• [Exercise passage]
=== Section Start ===

FTI Vaccination Playbook: Navigating the Complexities with Data and EmpathyDownload a PDF of this article
As COVID-19 vaccinations become more accessible, C-suite executives around the globe are racing to assess liability, define policy and answer an onslaught of questions from employees. For many, widespread vaccination acceptance unlocks opportunity to bring more employees back to the workplace and define the next normal, but the legal questions are complicated, and while many experts agree vaccination can be required, it’s not clear that they should be required in all instances.
The good news is that willingness to be vaccinated is increasing. In October 2020, a CNN poll¹ found that just 51 percent of Americans would choose to be vaccinated if presented with the opportunity. By January 2021², that number had risen to 66 percent.
That said, there is still a significant gap to be bridged to achieve herd immunity within the workplace, and that gap is even more pronounced within certain groups. Just 60 percent of people of color said they would be vaccinated (compared to 70 percent of white respondents), only 59 percent of people making less than $50,000 per year would be vaccinated (compared with 71 percent of those making greater than $50,000 per year) and just 56 percent of people under 45 would be vaccinated (compared with 70 percent of people 45 and older).
Considering the very personal and emotional context of the coronavirus and its vaccines, it should be assumed that employee perceptions and beliefs will vary considerably and many employees will not feel safe returning to the workplace until herd immunity is reached. Employers who hope to encourage vaccination for the benefit of broader health and wellness goals will be required to launch a carefully considered campaign to increase confidence and comfort levels in those who are hesitant.
FTI Consulting’s Vaccine Playbook helps employers accelerate adoption through a series of communications and engagement strategies appealing to both the rational and emotional elements of this ongoing debate:
Primary Perception Research
While it may be tempting to handle vaccination as a matter of compliance, the debate is much more nuanced and emotionally charged than other compliance-related topics. Lives have been lost, many groups continue to feel underrepresented in the data, vaccination may be at odds with some religious beliefs and people are being asked to make decisions without knowing the long-term implications. It is therefore important to begin any vaccination campaign with a thorough understanding of employee perceptions, concerns and intentions by sub-group,
so the appropriate strategies can be mapped to each location and team.
Government Guidelines Inventory
Employees are flooded with information from local, state and national governments, health authorities and the media – and it is important that leaders and influencers involved in vaccination campaigns are prepared to provide reliable guidance and address the inevitable questions that result. Translating rapidly changing, complex political and regulatory standards will be essential to making the right decisions regarding employee safety, maintaining trust and ensuring that all vaccination-related collateral is appropriately tailored for local audiences.
The right external and internal influencers can be powerful motivators among those who continue to have reservations about the safety or efficacy of vaccines, but it is clear that strict hierarchies will not motivate the desired action in all instances. Leaders who race to spotlight their own vaccinations may be perceived as jumping the line, even as resistors wait to hear from people who are in more similar circumstances. This
is why it is critical to understand both internal and external networks of influence at the start of the campaign and to build mutually beneficial relationships with health experts, community leaders and other highly regarded local personalities to maximize impact.
An effective communications, engagement and content strategy begins with a consistent narrative that is tailored to the concerns and motivators cited by each employee subgroup and brought to life through a number of channels. Strategies should include a mix of push and pull communications tactics and enable leaders to manage through potentially controversial situations. A decision not to be vaccinated may be perceived by some as putting the lives of others in jeopardy, while those who have made a personal decision to abstain from the vaccine may feel pressured or discriminated against.

=== Section End ===

• [Task directions] Rewrite the part of the vaccination playbook text that begins at "Government Guidelines Inventory" and stops after "for local audiences.", putting "swamped" in place of "flooded".

• [Dataset excerpts]
=== Section Start ===

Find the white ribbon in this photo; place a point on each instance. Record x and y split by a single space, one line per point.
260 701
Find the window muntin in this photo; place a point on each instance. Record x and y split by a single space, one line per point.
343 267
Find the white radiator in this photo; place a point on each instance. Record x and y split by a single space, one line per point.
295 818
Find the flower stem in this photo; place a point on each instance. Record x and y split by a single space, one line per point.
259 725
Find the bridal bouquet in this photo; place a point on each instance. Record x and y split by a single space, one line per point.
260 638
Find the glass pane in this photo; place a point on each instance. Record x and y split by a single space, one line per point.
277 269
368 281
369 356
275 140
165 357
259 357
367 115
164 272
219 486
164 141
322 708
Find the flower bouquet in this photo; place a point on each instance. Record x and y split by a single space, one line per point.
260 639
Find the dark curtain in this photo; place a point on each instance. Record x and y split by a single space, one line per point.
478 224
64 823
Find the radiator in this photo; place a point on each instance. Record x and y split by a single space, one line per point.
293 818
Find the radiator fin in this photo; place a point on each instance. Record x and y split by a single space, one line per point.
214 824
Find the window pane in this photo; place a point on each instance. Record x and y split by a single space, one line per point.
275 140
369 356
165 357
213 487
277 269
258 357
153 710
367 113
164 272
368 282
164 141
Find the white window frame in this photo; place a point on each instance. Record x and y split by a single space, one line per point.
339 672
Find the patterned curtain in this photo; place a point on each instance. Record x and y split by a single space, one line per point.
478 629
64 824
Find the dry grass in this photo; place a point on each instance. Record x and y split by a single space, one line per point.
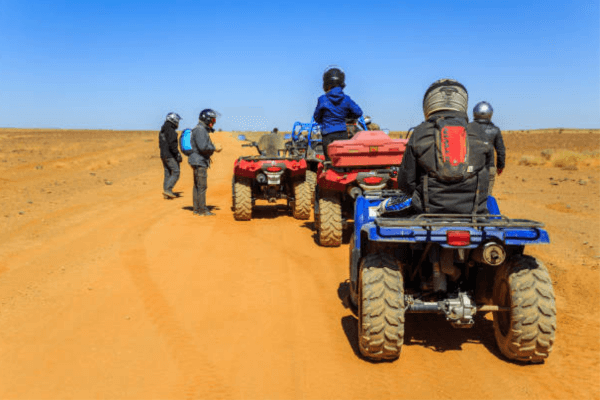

=== Section End ===

• [Answer to this exercise]
Government Guidelines Inventory
Employees are swamped with information from local, state and national governments, health authorities and the media – and it is important that leaders and influencers involved in vaccination campaigns are prepared to provide reliable guidance and address the inevitable questions that result. Translating rapidly changing, complex political and regulatory standards will be essential to making the right decisions regarding employee safety, maintaining trust and ensuring that all vaccination-related collateral is appropriately tailored for local audiences.